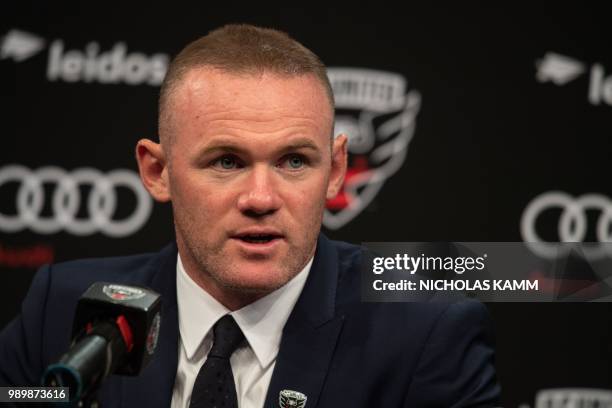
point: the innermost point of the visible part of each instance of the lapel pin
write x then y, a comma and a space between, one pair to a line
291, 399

--

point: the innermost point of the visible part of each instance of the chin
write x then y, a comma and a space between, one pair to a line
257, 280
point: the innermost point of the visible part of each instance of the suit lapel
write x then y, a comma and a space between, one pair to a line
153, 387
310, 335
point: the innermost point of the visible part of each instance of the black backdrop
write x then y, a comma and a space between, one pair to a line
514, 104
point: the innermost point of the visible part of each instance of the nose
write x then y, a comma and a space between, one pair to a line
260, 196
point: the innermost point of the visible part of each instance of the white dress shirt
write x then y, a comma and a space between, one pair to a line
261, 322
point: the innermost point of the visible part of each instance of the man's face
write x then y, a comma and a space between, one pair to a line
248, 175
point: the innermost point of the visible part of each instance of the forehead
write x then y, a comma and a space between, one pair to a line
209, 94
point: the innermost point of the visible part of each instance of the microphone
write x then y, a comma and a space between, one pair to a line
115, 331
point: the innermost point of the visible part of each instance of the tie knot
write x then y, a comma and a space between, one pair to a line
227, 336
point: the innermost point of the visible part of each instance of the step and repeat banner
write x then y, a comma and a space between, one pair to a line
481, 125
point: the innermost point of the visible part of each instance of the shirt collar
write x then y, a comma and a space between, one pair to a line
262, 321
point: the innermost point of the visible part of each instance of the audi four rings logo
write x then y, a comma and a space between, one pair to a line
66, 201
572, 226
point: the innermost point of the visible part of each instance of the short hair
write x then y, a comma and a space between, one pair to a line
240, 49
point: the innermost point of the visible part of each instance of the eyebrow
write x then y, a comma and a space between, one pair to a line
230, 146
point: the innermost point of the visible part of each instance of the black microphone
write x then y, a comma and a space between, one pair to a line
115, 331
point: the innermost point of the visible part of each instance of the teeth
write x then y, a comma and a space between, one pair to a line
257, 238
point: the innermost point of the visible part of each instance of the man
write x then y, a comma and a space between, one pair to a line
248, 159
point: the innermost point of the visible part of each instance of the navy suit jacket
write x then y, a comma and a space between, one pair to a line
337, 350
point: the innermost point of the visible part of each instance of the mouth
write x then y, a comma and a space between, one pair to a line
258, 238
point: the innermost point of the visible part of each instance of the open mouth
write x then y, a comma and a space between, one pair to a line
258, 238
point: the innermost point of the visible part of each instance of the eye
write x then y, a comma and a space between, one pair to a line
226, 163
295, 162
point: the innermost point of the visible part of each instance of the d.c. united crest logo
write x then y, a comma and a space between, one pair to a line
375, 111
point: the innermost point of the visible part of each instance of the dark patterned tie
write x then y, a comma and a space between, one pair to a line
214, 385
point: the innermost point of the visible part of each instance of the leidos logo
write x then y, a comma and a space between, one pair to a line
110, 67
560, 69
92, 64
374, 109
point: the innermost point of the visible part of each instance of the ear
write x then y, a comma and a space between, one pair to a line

◆ Aim of the task:
Pull out every line in the records that contains the word "logo", copying each one in full.

◆ Response:
point: the innermost point of the visible part of each instance of the audi four rings logo
point: the innermost point of the visible part of each instance of the d.c. united crest logo
point: the innermost point of the visible part of each instance of the leidos logo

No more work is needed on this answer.